## What is required
Could you set down exactly the lines in the records below between the line holding "the green plastic" and the line holding "the black and", inclusive?

+===+

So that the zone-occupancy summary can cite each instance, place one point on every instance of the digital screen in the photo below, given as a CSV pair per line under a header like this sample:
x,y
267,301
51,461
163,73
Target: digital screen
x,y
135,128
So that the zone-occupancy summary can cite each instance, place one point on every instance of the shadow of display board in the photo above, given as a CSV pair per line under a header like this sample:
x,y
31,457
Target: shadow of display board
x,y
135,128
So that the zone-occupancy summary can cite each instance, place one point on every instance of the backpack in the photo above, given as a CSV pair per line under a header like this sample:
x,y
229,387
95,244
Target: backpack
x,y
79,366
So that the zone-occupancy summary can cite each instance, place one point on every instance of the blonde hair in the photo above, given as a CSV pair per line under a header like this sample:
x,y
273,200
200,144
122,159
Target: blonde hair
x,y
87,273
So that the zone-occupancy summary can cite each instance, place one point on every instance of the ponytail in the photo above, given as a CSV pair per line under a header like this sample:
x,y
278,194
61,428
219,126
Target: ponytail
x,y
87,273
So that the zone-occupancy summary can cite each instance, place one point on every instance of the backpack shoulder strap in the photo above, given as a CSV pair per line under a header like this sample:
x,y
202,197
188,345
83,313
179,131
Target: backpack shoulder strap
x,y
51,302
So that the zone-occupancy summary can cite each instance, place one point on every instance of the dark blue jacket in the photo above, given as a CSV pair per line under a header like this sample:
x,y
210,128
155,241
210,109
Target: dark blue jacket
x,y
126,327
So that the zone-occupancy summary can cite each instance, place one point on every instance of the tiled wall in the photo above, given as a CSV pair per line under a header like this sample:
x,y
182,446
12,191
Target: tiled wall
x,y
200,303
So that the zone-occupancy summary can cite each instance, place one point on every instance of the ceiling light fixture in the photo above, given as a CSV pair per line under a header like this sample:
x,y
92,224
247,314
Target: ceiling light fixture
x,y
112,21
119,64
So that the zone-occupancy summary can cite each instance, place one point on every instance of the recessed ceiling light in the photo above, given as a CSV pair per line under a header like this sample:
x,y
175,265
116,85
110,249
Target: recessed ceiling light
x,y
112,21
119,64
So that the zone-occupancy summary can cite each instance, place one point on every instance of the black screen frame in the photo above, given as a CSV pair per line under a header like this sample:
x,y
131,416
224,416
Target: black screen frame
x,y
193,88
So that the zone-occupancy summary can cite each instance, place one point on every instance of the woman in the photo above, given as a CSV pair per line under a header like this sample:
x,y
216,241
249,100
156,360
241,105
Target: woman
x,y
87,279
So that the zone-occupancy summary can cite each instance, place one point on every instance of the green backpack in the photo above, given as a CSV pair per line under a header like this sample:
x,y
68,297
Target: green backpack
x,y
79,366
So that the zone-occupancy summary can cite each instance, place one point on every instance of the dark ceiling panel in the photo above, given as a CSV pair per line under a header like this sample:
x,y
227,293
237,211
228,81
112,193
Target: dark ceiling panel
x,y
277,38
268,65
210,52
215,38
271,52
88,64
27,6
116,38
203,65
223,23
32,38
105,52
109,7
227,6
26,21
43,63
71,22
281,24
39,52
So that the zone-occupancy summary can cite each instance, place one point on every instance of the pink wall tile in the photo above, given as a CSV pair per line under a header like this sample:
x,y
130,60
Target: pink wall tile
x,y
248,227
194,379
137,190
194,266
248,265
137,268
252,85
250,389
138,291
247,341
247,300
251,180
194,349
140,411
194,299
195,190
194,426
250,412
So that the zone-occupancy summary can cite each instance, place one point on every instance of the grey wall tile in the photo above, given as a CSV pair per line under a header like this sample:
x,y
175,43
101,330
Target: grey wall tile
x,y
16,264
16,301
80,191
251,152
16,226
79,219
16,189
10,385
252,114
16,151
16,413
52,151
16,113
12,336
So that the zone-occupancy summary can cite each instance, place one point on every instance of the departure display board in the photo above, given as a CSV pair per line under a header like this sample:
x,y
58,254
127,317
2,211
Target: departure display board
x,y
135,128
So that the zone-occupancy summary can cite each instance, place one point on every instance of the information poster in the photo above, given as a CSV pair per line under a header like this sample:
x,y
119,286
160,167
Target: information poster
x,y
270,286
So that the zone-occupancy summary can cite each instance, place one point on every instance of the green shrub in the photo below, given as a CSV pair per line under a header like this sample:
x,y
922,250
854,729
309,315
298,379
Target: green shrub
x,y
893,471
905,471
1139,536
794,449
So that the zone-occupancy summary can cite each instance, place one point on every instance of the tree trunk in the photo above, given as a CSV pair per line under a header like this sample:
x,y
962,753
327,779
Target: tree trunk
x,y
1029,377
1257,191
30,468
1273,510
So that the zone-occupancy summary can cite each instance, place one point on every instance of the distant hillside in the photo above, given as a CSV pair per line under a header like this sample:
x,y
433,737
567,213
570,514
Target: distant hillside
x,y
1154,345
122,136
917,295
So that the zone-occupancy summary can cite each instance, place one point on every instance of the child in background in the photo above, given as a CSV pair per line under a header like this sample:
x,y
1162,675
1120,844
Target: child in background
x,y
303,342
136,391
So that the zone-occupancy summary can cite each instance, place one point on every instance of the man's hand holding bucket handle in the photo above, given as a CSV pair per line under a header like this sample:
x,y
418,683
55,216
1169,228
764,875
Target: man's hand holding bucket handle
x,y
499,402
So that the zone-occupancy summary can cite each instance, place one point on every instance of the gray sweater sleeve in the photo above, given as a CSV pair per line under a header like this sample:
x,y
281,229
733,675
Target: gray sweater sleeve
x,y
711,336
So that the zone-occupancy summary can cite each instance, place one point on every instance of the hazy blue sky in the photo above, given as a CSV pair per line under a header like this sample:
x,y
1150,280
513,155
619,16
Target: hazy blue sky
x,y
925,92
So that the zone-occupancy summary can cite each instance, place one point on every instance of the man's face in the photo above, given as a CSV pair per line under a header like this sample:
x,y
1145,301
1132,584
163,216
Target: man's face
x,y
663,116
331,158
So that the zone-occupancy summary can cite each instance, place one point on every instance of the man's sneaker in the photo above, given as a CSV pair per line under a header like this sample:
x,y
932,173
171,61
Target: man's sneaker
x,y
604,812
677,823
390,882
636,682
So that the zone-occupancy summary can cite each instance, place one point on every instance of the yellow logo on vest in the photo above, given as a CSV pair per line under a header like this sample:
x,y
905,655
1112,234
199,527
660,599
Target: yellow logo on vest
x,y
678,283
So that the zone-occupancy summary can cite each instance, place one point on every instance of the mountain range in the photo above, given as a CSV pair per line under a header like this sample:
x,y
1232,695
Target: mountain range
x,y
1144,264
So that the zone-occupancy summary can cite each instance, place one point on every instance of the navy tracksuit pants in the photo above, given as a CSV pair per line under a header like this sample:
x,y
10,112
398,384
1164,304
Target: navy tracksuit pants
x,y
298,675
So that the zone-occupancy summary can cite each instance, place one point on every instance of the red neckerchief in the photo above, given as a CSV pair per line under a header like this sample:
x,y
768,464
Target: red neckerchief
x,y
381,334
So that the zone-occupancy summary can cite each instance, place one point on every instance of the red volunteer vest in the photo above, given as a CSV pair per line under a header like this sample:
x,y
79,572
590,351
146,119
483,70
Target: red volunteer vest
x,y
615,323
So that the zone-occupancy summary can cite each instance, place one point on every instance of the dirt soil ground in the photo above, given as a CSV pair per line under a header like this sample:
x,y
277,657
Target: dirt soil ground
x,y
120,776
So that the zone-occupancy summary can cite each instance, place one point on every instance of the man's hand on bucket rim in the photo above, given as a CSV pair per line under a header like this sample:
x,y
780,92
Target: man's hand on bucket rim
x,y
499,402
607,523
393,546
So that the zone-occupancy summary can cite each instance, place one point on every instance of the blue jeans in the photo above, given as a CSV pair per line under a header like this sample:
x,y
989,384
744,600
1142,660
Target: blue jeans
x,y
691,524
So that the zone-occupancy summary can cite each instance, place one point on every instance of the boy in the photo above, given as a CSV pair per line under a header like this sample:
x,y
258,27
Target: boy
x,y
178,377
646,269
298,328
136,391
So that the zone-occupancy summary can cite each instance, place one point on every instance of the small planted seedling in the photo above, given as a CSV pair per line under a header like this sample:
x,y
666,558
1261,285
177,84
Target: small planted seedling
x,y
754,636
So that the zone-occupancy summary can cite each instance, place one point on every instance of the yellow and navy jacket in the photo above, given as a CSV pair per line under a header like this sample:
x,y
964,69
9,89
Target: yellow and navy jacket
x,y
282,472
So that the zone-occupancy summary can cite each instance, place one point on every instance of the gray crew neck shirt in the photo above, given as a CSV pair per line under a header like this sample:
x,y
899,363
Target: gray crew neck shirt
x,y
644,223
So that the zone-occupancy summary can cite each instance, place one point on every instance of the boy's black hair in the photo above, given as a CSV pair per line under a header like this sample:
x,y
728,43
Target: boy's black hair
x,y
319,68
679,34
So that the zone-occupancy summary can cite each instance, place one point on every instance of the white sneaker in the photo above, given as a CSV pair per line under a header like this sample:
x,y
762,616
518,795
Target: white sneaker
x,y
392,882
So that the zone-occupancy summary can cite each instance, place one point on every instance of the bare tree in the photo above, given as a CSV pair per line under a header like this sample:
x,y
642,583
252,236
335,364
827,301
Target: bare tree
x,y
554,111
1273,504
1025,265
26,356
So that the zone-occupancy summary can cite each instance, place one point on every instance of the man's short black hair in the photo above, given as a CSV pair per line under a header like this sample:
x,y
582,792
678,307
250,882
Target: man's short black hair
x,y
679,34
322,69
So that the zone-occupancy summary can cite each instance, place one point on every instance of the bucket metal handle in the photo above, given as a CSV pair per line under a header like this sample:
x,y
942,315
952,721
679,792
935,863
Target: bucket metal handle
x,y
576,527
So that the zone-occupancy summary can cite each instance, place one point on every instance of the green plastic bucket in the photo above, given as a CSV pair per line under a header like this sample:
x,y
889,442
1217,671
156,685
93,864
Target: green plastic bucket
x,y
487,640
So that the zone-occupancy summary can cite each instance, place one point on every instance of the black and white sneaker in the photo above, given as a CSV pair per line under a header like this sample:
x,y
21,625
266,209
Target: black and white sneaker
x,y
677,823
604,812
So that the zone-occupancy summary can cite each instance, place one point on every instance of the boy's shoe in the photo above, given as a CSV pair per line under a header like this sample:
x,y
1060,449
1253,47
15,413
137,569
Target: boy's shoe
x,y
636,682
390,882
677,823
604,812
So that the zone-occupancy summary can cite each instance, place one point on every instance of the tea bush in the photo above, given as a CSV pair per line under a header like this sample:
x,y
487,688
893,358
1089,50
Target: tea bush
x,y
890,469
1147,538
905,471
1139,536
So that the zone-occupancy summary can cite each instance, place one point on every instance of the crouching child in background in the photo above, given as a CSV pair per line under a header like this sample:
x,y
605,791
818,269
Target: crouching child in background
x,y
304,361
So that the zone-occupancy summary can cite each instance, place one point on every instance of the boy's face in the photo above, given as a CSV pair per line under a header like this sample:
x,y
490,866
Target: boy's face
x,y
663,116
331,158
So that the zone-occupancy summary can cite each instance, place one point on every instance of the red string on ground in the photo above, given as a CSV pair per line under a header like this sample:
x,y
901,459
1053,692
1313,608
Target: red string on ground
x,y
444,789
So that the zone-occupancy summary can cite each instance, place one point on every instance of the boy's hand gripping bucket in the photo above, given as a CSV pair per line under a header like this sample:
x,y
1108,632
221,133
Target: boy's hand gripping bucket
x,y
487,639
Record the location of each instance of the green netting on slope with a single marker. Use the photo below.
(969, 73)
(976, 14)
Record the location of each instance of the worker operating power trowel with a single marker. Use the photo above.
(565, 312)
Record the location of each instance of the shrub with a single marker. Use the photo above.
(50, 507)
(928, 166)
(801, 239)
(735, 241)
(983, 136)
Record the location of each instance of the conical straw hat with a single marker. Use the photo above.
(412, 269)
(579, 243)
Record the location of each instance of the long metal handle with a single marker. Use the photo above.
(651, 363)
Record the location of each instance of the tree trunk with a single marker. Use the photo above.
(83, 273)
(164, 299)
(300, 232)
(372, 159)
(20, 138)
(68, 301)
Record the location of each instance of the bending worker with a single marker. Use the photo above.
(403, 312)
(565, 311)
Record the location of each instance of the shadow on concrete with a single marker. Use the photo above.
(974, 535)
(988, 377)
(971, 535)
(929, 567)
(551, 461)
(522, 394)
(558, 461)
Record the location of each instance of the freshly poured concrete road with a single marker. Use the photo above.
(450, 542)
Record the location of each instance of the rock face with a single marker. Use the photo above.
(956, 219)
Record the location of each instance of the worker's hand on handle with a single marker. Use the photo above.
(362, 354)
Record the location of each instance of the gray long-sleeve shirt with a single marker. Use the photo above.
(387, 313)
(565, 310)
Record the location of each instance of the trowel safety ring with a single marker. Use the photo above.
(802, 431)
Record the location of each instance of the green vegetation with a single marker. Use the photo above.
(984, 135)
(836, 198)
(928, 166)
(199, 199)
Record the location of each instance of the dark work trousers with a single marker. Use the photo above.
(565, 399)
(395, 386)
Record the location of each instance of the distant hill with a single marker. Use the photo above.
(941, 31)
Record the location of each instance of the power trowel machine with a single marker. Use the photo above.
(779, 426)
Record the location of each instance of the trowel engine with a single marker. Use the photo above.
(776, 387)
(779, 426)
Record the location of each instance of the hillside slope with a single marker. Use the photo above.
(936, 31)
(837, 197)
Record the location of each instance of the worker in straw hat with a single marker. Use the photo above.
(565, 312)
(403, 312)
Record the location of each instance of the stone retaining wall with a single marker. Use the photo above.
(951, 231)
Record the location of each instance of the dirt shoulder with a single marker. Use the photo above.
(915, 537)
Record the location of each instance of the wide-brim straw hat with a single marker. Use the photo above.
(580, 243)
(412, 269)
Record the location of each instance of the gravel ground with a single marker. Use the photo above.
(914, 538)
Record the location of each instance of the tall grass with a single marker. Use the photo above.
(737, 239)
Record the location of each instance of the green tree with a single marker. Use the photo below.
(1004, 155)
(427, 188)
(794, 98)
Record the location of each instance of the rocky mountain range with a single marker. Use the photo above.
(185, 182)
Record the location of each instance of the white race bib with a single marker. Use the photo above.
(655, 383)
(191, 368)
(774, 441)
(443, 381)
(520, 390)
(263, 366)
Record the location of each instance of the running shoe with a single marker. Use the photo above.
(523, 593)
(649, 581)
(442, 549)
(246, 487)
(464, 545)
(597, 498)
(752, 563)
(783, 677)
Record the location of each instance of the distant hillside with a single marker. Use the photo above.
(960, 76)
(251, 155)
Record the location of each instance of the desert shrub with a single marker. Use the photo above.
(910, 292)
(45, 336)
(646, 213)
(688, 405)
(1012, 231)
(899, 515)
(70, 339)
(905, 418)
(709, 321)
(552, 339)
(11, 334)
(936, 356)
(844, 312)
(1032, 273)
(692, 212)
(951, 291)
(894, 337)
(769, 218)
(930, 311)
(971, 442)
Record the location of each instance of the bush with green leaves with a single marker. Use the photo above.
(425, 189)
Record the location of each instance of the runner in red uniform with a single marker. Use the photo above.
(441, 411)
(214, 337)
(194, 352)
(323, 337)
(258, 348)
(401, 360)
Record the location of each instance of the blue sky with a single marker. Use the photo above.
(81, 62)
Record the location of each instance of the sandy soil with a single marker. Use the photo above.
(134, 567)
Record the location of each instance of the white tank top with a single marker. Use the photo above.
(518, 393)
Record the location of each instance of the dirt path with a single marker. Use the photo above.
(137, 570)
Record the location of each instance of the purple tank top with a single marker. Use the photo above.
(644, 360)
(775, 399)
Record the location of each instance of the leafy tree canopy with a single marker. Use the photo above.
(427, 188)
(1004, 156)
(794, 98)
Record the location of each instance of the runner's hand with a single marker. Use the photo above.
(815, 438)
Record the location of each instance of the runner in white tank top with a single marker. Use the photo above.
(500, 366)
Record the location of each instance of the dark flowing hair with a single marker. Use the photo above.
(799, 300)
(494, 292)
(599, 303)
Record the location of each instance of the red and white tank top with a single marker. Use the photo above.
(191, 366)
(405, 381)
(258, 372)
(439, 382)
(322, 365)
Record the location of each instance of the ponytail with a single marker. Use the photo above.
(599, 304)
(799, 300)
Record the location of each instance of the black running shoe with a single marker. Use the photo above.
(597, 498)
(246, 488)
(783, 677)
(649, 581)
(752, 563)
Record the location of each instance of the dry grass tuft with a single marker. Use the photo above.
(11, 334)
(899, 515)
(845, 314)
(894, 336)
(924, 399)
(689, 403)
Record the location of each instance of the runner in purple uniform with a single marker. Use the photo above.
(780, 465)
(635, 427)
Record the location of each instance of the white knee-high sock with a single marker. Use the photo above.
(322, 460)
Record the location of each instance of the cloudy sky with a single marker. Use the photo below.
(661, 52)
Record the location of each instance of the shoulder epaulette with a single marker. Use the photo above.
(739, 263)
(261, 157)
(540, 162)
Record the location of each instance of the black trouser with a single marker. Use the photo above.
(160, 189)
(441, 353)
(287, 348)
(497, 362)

+===+

## Answer box
So that the zone-occupancy summary can cite each instance, place one point on every instance of the green plastic bucket in the photo above, given as a CSV pair per line under a header like this sample:
x,y
889,442
1217,671
156,685
93,864
Target: green plastic bucket
x,y
487,640
So that the zone-occupancy summary can cite each instance, place one point on every instance of the black and white sneaker in the photo above, given as a CSV pair per line under a header like this sample:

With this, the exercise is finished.